+++ Data for review +++

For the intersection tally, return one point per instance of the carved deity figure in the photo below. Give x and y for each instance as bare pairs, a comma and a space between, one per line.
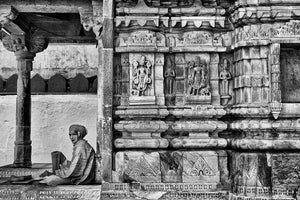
225, 76
141, 76
169, 77
197, 78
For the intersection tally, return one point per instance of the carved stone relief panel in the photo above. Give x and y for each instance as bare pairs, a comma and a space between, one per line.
125, 78
285, 169
225, 76
142, 38
141, 78
198, 86
180, 84
138, 166
201, 166
171, 166
290, 74
170, 75
250, 169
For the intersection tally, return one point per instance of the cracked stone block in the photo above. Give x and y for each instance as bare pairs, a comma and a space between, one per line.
285, 169
171, 167
38, 84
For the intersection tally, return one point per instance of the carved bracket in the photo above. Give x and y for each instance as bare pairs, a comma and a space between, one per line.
91, 19
16, 43
7, 15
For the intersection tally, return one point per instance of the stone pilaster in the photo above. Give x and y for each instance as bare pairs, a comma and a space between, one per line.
25, 51
105, 93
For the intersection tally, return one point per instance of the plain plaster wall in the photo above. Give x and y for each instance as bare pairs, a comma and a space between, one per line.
51, 117
51, 114
65, 59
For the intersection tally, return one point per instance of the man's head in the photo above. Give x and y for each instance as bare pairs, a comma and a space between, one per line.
77, 132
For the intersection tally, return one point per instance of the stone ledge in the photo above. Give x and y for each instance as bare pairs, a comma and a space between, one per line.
34, 192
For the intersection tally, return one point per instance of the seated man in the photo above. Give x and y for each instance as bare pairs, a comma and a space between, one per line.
81, 168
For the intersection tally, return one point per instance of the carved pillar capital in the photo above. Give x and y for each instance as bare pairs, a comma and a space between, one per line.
19, 43
8, 14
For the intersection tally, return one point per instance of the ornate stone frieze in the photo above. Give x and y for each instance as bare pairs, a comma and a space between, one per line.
127, 21
198, 111
141, 8
251, 81
250, 14
7, 15
275, 105
142, 38
195, 38
138, 166
141, 134
17, 43
264, 34
200, 167
198, 132
285, 169
198, 21
141, 77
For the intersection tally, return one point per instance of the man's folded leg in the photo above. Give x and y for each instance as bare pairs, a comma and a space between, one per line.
54, 180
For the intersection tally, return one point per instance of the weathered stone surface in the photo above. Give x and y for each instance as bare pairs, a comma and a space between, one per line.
79, 84
55, 193
57, 83
1, 84
171, 166
138, 166
250, 169
200, 167
285, 169
38, 84
94, 86
11, 83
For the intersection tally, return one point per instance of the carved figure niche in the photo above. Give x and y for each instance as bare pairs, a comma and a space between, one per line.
142, 88
225, 76
169, 75
198, 90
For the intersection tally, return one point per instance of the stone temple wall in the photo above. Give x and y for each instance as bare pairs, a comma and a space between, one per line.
205, 96
56, 71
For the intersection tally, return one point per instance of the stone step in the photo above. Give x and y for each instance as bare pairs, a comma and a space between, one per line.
37, 168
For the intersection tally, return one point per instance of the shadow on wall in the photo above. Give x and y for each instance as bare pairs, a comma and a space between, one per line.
57, 83
51, 117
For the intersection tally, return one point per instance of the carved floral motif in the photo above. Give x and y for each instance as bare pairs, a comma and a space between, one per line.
141, 74
195, 38
143, 38
14, 43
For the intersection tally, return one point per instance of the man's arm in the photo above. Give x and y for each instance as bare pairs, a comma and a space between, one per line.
72, 169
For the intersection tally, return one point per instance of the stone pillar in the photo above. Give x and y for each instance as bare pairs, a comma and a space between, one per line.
105, 92
22, 151
25, 53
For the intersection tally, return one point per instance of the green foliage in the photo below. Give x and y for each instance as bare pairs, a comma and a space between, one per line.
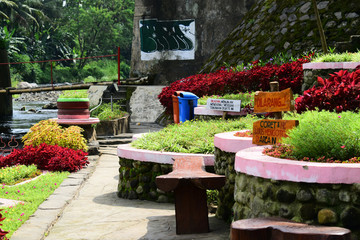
325, 134
74, 94
337, 57
49, 132
15, 174
246, 98
191, 136
104, 112
32, 194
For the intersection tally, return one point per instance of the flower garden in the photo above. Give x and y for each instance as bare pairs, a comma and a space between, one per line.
328, 133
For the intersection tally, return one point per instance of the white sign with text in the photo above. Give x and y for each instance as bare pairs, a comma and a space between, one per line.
223, 105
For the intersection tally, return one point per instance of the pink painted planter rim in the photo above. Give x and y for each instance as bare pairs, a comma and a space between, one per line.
129, 152
229, 143
331, 65
201, 110
251, 161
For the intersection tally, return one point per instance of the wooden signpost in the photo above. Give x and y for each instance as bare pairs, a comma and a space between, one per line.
270, 132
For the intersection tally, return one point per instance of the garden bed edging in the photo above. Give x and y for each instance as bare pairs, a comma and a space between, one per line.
309, 192
226, 146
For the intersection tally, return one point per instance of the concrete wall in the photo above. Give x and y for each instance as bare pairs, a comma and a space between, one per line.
213, 21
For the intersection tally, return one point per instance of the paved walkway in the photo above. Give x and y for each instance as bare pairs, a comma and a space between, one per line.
86, 206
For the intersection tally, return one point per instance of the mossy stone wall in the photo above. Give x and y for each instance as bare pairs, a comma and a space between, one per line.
312, 203
224, 165
283, 26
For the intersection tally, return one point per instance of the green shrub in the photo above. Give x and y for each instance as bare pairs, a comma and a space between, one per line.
49, 132
104, 112
74, 94
326, 134
191, 136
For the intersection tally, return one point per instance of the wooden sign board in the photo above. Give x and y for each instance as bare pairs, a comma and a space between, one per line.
270, 132
223, 105
274, 101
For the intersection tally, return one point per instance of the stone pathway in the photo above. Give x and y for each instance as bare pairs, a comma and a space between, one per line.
97, 213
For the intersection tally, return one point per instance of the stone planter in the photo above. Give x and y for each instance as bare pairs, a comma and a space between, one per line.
314, 70
202, 113
113, 127
139, 168
226, 146
314, 193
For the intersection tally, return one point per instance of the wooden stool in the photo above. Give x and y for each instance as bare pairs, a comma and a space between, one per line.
283, 229
189, 182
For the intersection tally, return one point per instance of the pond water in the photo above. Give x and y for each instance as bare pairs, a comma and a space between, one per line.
21, 121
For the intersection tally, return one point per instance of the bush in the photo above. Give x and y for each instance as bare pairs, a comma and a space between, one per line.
340, 92
47, 157
289, 75
325, 134
49, 132
190, 136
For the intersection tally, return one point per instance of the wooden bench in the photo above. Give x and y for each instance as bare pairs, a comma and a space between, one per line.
283, 229
189, 181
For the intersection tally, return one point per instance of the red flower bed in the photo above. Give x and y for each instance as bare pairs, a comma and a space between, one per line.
341, 92
47, 157
227, 81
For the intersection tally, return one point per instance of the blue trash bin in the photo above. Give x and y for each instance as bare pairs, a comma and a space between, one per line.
187, 103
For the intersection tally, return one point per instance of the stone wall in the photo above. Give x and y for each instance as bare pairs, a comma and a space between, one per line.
224, 165
311, 76
273, 27
213, 22
312, 203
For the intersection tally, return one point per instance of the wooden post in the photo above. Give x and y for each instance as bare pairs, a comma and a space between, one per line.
5, 82
274, 87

+++

> _Required action_: Repeat each entry exactly as it appears; skip any picture.

> _Solution to this exercise_:
For the intersection tally, return one point per instance of the carved deity figure in the photo below. Give x and y for each instance as bare pairs, a comma and a space between, one per line.
225, 76
141, 76
169, 77
197, 78
For the intersection tally, return one point per instance of the carved stone relief panel in the photo above. Give x and y for each instance as bare pairs, a comma and a space between, one per line.
125, 78
285, 169
225, 76
142, 38
141, 78
198, 86
180, 84
138, 166
201, 166
171, 166
290, 74
170, 75
250, 169
For the intersection tally, return one point per instance of the cracked stone block in the photo above. Give x and y for each instance as bare pairs, a comma and a space between, one per line.
285, 169
171, 167
38, 84
For the intersection tally, return one point per instance of the carved bracket in the photo above. Give x and y for each instance as bare pairs, a comma and a space between, one per line.
91, 19
16, 43
7, 15
For the intersection tally, return one point per instance of the stone pilaster in the photo above. Give x and y for each instance as bare pairs, a comma and a space between, one per line.
25, 51
105, 93
For the intersection tally, return one point per instance of the plain plaster wall in the photo above. Give x and y for each instance as bare pairs, a comma and a space between, one per line.
51, 117
51, 114
65, 59
For the intersection tally, return one point per instance of the man's head in the photo above. Give x and y for each instance as bare pairs, a comma and a space between, one per line.
77, 132
For the intersection tally, return one point per instance of the stone ledge in the photo above. Give x and y for each instance as bare pairs, a comma and a space between, one per line.
34, 192
For the intersection tally, return one point per instance of the seated man in the photo above. Give x and y for each instance as bare pairs, a comma and a space between, one per line.
81, 168
For the intersection tally, return one point per instance of the carved pillar capital in the photo above. Give x and y for each instance as bare pairs, a comma and a space between, one per line.
19, 43
8, 14
For the intersection tally, return one point per instance of the ornate stone frieze in the photo above. Give x and y for each instance as bare pairs, a comma and a space between, one per line.
127, 21
198, 111
141, 8
251, 81
250, 14
7, 15
275, 105
142, 38
195, 38
138, 166
141, 134
17, 43
264, 34
200, 167
198, 132
285, 169
198, 21
141, 77
For the intersection tally, return one point per instance of the man's folded leg in the photo above. Give x and y for each instance as bare pairs, a comma and a space between, one per line.
54, 180
For the intersection tally, return one point per instance of the weathered stone surface in the photo above. Give x and y for each instance as bare pairs, a comma and a space between, one per line.
79, 84
55, 193
57, 83
1, 84
171, 166
138, 166
250, 169
200, 167
285, 169
38, 84
94, 86
11, 83
For the intersection tally, return one point per instance of the carved figure niche in the photo above. Give x and y for each instance as bare pairs, a comma and a space between, one per line.
142, 88
225, 76
169, 75
198, 90
For the intersection tally, return one point per instance of the stone temple wall in the photo above. Give x and y for each instance as bare pairs, a comma and a space between, one per line.
205, 96
56, 71
For the intersection tally, return one point per instance of the stone step in the photo above. Give x and y for each instance as bare pairs, a comma and a space between, one per line.
37, 168
For the intersection tally, return one point per instance of the shadow on wall in the photo above. Give x and y for each instance as bare pairs, a comma and a space between, one per line.
57, 83
51, 117
For the intersection tally, return one point per instance of the carved floral motif in the photo above. Give x and y for each instance as bare pairs, a comma and a space between, one per line.
141, 74
195, 38
143, 38
14, 43
For the intersection tally, return one point per instance of the man's arm in the photo above. Give x and y for each instance as bare pairs, a comma and a space between, one per line.
72, 169
For the intersection tally, return one point per instance of the stone pillar in the photo above. Give x and y for each instance as bare pairs, a comma and a space between, one per line.
105, 92
22, 151
25, 53
For the intersection tally, return one point per instance of the green foliage in the photo below. Give x and y for each instance as bare pairs, a comma and a space between, one per line.
325, 134
74, 94
337, 57
49, 132
15, 174
246, 98
191, 136
104, 112
32, 194
For the intersection tally, return one point per instance of the flower garden in the photo above. Give x and y for each instance as bare pairs, a comma and a space between, one per line.
328, 133
For the intersection tally, return one point per instance of the white sign with text in the photo above. Give x and y for each instance as bare pairs, a comma and a space between, one per line.
223, 105
For the intersection tally, return one point per instance of the pink painted planter rim in the photo above. Give x and y for each instance as bare pairs, a comma and a space between, one per line.
129, 152
229, 143
331, 65
201, 110
251, 161
For the intersection tally, return one point per instance of the wooden signpost in the photo above. Give x and y for each instance as bare pairs, a comma and a space between, one per line.
270, 132
For the intersection tally, return one point per instance of the garden bed edging in the photo above. Give x and y for each instance as bare pairs, a comma and a space between, one per line.
309, 192
226, 146
For the intersection tally, return one point per instance of the concrete wall in the photo above. Give x and y for each instance as bare pairs, a comma and a space between, one per line.
213, 21
For the intersection tally, return one point per instance of the paved walkway in the photo above. Give x and y for each instance as bare pairs, a comma and a space between, one per line.
86, 206
For the intersection tally, return one point per instance of the mossy stone wall in the photo above. Give x and y for each instance as bare pairs, a comma and a space between, one per line.
312, 203
224, 165
283, 26
For the intersection tally, return one point per instance of the green shrub in the photo above. Give x and y for each instance as bare pairs, a comma and a space between, one per line.
49, 132
104, 112
74, 94
326, 134
191, 136
For the intersection tally, return one point per instance of the wooden sign board in the photo above. Give x and y for each instance as bare pairs, a comma and a space between, one per line.
270, 132
223, 105
274, 101
For the intersection tally, return one point per instance of the stone pathway in the photo above. Give x and y for each instance as bare pairs, a comma and a space between, one per line.
97, 213
For the intersection tally, return one point per instance of the stone planter in the photo above. Give x and y for each instance as bare pairs, a comma and a space between, one per line.
314, 70
202, 113
113, 127
139, 168
226, 146
314, 193
For the intersection tally, return one point per instance of the wooden stool in the photo above. Give x and y for each instance as bare pairs, a comma and a space between, one per line.
283, 229
189, 182
For the intersection tally, return one point per instance of the pond water in the photo above. Give x and y for each instance as bare pairs, a comma and a space between, one per line.
21, 121
For the intersection tally, return one point per instance of the bush in the photo above. Give x and y for each instance as bare pairs, a comma and a space between, one per line.
340, 92
47, 157
289, 75
325, 134
49, 132
190, 136
For the intersection tally, return one point per instance of the wooden bench in the photo above. Give x and y for each instance as bare pairs, a comma and a space between, one per line.
283, 229
189, 181
For the intersection tally, return one point per instance of the red flower bed in the photo above. Give x and y for each instance as bare pairs, a comma and a space between, one per line.
341, 92
47, 157
227, 81
For the intersection tally, return one point per instance of the blue trash bin in the photo above. Give x and y for each instance as bare pairs, a comma and a space between, one per line.
187, 103
For the intersection tally, return one point per instance of the stone wall in the photo above. Give x and y for each instance as bare pairs, a comma and a space between, one per line.
224, 165
311, 76
273, 27
213, 22
312, 203
For the intersection tally, return one point per instance of the wooden post in the photo above. Give x and y for each instance as bare pairs, a comma and a space between, one per line.
5, 82
274, 87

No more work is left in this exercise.